Passage shown:
--- --- ---
Hacker News new | ask | show | jobs
by jvanderbot 1096 days ago
> This is gonna sound a little facetious, but... aren't you also doing the same?

Yeah, I am. Can I think of something more masculine (in a positive way, given context from thread) and challenging than being a good father and husband through it all? Maybe, but they're same order of magnitude and direction.

> Perpetuation of one's genes is far from selfless. (Unless perhaps one views one's genes as the important entity, and oneself as their mere vessel. But that's too deep for this post.)

My genes are not me. The societal pressures here are not to perpetuate and have children any more. At least not in most non-catholic circles (mostly joking). I should be making money, staying fit, finishing my side projects, kicking off a business, DM'ing sessions with friends, fixing up my house, taking up long-distance running, writing engaging linkedin posts, going for long bike rides, continuing boxing training, getting happy hours with my old buddies, blah blah blah.
--- --- ---
Reproduce the Hacker News comment above word for word, starting with "Yeah, I am." and going on through "blah blah blah.".

Information shown:
--- --- ---
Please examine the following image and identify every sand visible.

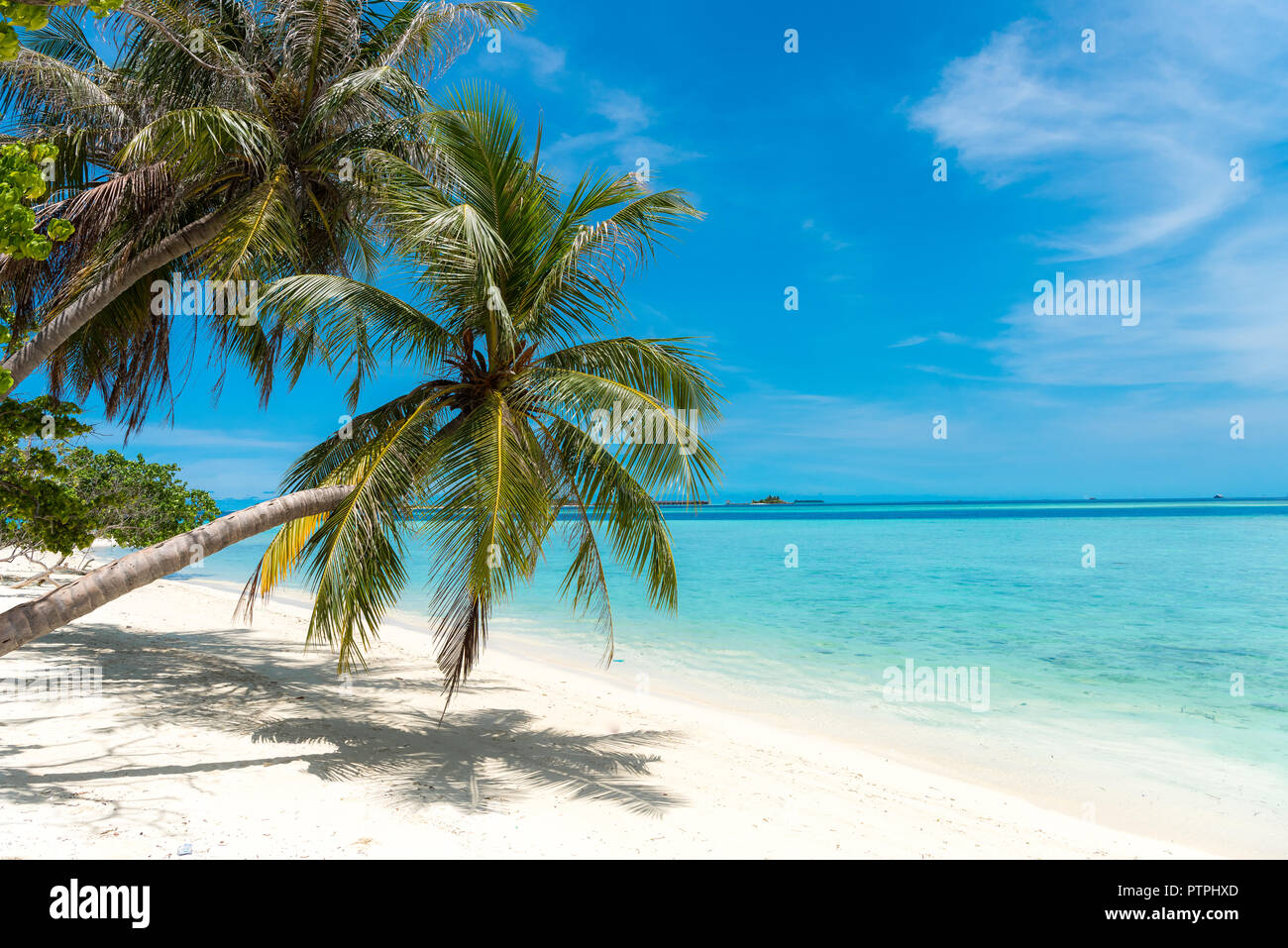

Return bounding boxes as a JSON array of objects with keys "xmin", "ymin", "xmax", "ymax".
[{"xmin": 0, "ymin": 565, "xmax": 1205, "ymax": 859}]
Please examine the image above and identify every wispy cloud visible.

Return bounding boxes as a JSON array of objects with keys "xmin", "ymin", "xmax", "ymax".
[{"xmin": 912, "ymin": 0, "xmax": 1288, "ymax": 389}]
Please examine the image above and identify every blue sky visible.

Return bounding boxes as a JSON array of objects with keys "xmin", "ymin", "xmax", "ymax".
[{"xmin": 45, "ymin": 0, "xmax": 1288, "ymax": 500}]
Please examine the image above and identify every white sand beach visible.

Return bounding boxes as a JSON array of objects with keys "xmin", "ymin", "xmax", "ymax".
[{"xmin": 0, "ymin": 565, "xmax": 1205, "ymax": 859}]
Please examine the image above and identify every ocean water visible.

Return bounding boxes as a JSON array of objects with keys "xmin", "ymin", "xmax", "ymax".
[{"xmin": 123, "ymin": 501, "xmax": 1288, "ymax": 855}]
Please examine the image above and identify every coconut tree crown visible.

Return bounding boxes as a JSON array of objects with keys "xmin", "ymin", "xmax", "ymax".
[
  {"xmin": 0, "ymin": 0, "xmax": 531, "ymax": 426},
  {"xmin": 246, "ymin": 87, "xmax": 720, "ymax": 693}
]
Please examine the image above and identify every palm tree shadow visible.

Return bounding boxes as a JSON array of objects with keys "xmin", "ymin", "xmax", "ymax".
[
  {"xmin": 253, "ymin": 708, "xmax": 683, "ymax": 816},
  {"xmin": 0, "ymin": 626, "xmax": 684, "ymax": 816}
]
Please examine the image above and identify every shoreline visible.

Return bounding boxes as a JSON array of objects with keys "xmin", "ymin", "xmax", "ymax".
[{"xmin": 0, "ymin": 559, "xmax": 1226, "ymax": 858}]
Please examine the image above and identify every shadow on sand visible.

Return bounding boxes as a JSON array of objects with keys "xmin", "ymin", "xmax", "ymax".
[{"xmin": 0, "ymin": 626, "xmax": 684, "ymax": 815}]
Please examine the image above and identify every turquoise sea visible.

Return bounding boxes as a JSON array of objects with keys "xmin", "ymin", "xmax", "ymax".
[{"xmin": 123, "ymin": 500, "xmax": 1288, "ymax": 855}]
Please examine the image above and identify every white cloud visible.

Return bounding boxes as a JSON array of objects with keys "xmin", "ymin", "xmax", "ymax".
[{"xmin": 910, "ymin": 0, "xmax": 1288, "ymax": 389}]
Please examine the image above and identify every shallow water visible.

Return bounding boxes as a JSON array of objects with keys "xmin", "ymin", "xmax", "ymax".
[{"xmin": 121, "ymin": 501, "xmax": 1288, "ymax": 855}]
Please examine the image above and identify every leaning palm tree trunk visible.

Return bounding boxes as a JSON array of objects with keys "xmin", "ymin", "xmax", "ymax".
[
  {"xmin": 0, "ymin": 210, "xmax": 226, "ymax": 389},
  {"xmin": 0, "ymin": 484, "xmax": 353, "ymax": 656}
]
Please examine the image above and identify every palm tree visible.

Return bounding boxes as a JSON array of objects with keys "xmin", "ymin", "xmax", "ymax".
[
  {"xmin": 0, "ymin": 89, "xmax": 718, "ymax": 693},
  {"xmin": 0, "ymin": 0, "xmax": 531, "ymax": 428}
]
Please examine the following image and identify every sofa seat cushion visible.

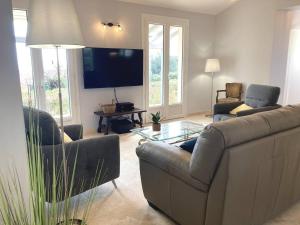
--- --- ---
Response area:
Yeah, I am. Can I think of something more masculine (in a positive way, given context from thread) and challenging than being a good father and husband through it all? Maybe, but they're same order of magnitude and direction.

> Perpetuation of one's genes is far from selfless. (Unless perhaps one views one's genes as the important entity, and oneself as their mere vessel. But that's too deep for this post.)

My genes are not me. The societal pressures here are not to perpetuate and have children any more. At least not in most non-catholic circles (mostly joking). I should be making money, staying fit, finishing my side projects, kicking off a business, DM'ing sessions with friends, fixing up my house, taking up long-distance running, writing engaging linkedin posts, going for long bike rides, continuing boxing training, getting happy hours with my old buddies, blah blah blah.